文档:

+++++

HDU 1028 Ignatius and the Princess III(母函数)

Ignatius and the Princess III

　　　　　　　　　　　　    Time Limit: 2000/1000 MS (Java/Others)    Memory Limit: 65536/32768 K (Java/Others)

　　　　　　　　　　　　　　　　　　     Total Submission(s): 9408    Accepted Submission(s): 6642

Problem Description

"Well, it seems the first problem is too easy. I will let you know how foolish you are later." feng5166 says.
"The second problem is, given an positive integer N, we define an equation like this:   N=a[1]+a[2]+a[3]+...+a[m];   a[i]>0,1<=m<=N; My question is how many different equations you can find for a given N. For example, assume N is 4, we can find:   4 = 4;   4 = 3 + 1;   4 = 2 + 2;   4 = 2 + 1 + 1;   4 = 1 + 1 + 1 + 1; so the result is 5 when N is 4. Note that "4 = 3 + 1" and "4 = 1 + 3" is the same in this problem. Now, you do it!"

 

Input

The input contains several test cases. Each test case contains a positive integer N(1<=N<=120) which is mentioned above. The input is terminated by the end of file.

 

Output

For each test case, you have to output a line contains an integer P which indicate the different equations you have found.

 

Sample Input

4

10

20

 

Sample Output

5

42

627

 

题目链接：http://acm.hdu.edu.cn/showproblem.php?pid=1028

 

题目分析：题目要求的是整数的拆分方案个数，用母函数处理。

 

母函数详解链接：http://www.wutianqi.com/?p=596

 

#include <stdio.h>

int N;
const int MAX_NUM = 125;
int   solNum[MAX_NUM];
int   temp[MAX_NUM];

void InitGenerFun()
{
    for(int i = 0; i < MAX_NUM; i++)

+++++

记录:

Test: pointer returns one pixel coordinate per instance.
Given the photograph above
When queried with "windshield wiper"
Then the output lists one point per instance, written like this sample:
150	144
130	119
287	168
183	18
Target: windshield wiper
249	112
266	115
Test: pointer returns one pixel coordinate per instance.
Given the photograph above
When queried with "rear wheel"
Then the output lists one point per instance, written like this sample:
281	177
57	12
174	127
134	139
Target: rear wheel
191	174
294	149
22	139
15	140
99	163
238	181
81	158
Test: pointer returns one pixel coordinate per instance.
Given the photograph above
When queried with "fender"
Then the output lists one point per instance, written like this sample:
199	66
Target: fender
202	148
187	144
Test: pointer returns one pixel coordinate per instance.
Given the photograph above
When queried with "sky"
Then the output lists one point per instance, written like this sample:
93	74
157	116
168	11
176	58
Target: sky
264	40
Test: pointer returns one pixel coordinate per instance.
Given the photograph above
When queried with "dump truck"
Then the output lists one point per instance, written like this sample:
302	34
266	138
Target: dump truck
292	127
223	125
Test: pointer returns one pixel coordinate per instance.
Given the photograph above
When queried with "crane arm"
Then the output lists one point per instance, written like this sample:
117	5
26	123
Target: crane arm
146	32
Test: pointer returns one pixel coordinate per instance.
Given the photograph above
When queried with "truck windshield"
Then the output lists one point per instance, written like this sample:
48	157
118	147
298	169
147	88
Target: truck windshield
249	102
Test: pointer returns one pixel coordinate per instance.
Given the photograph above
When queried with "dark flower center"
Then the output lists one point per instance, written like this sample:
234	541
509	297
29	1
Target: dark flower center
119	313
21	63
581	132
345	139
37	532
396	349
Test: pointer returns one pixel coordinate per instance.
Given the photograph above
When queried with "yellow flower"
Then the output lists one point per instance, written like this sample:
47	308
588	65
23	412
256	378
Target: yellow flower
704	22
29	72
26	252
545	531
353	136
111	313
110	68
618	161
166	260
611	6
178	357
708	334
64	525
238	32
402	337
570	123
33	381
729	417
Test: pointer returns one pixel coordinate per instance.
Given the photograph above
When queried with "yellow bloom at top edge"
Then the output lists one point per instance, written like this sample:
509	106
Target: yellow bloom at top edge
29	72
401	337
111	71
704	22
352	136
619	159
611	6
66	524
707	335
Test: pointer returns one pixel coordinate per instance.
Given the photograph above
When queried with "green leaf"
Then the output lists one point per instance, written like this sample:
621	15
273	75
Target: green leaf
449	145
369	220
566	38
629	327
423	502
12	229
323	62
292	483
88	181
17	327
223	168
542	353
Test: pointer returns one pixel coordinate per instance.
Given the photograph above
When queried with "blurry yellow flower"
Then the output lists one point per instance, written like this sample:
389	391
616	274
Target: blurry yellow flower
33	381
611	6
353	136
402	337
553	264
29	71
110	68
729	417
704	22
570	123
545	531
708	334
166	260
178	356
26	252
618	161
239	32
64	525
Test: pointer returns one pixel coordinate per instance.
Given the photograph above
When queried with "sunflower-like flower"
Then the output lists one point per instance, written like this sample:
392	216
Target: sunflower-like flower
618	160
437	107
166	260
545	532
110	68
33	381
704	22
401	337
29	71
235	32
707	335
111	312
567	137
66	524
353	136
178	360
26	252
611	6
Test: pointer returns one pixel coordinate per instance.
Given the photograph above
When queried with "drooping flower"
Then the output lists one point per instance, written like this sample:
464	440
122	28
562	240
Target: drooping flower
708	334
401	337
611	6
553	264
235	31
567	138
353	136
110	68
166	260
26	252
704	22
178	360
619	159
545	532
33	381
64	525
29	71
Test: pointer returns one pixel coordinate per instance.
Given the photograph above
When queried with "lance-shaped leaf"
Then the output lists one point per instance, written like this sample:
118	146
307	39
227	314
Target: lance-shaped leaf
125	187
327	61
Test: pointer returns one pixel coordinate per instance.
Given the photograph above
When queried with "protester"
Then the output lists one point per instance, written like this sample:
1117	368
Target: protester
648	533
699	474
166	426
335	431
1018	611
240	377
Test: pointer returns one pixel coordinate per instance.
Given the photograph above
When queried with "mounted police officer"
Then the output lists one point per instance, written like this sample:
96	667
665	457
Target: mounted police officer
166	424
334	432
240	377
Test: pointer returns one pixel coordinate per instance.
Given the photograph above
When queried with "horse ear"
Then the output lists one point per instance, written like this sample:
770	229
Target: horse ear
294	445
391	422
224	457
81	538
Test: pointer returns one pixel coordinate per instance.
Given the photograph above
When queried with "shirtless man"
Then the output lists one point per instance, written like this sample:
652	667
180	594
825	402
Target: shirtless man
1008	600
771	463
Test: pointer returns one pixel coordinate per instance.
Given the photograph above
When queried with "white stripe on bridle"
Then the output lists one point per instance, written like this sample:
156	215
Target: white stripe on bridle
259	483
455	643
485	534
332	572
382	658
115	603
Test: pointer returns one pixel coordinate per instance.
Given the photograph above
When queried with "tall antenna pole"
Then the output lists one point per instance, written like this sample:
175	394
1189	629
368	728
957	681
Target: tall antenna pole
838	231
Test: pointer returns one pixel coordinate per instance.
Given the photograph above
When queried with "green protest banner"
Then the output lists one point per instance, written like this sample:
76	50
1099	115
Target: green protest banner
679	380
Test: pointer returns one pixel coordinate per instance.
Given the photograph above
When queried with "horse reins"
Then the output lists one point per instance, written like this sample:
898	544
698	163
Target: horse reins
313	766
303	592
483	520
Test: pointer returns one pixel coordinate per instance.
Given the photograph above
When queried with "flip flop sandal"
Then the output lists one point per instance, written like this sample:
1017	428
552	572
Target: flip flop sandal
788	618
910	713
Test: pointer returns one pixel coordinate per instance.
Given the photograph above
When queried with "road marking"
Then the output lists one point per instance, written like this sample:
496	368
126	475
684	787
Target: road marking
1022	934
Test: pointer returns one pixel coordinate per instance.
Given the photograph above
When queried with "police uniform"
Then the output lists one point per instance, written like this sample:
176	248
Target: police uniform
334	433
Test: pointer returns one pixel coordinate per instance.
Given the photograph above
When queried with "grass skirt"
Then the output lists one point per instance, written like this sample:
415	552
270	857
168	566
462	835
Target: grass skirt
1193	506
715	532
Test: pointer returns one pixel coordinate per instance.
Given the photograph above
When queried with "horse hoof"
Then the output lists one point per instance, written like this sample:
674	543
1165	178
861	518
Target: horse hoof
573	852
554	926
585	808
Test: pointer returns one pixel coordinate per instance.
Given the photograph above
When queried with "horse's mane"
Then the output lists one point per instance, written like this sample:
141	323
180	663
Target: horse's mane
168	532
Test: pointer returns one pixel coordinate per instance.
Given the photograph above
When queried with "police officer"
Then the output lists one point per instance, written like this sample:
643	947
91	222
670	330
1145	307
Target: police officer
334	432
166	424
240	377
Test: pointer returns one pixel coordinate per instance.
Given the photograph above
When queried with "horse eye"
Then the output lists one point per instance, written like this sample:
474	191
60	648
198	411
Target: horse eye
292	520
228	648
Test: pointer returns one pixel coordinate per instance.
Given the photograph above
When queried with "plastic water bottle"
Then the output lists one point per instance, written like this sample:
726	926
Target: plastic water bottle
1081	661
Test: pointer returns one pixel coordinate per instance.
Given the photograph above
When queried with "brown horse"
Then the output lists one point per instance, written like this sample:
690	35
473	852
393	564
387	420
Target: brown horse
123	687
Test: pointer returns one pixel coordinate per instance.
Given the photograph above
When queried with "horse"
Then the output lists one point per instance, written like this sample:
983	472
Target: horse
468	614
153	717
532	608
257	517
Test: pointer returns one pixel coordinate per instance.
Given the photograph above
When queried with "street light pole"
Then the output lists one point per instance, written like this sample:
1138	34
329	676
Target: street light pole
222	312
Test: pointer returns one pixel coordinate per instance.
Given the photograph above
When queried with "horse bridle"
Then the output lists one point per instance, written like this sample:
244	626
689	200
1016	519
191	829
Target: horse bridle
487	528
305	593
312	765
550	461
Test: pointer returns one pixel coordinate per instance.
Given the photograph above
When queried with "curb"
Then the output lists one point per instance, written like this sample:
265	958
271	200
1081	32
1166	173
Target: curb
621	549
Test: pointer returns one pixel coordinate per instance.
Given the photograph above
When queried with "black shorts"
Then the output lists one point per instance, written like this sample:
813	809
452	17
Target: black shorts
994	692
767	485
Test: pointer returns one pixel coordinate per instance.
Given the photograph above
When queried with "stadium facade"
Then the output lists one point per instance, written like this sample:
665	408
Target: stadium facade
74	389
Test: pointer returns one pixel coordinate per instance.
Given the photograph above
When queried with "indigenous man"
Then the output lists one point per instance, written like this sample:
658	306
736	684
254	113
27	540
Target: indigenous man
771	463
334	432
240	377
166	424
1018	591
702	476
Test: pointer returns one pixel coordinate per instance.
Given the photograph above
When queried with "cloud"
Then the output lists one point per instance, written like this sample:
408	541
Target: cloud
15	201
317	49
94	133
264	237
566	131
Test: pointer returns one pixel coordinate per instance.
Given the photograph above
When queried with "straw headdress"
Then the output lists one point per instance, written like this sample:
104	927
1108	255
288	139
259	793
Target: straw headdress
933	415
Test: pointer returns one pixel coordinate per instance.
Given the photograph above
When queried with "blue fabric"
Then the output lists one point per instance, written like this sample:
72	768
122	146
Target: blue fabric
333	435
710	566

+++++

简短题目: 输出整数拆分文档中自“The input contains”起，一直到“end of file.”为止的全部原文，不作任何改动。 这些记录与整数拆分文档没有任何关联。

本题作答:
The input contains several test cases. Each test case contains a positive integer N(1<=N<=120) which is mentioned above. The input is terminated by the end of file.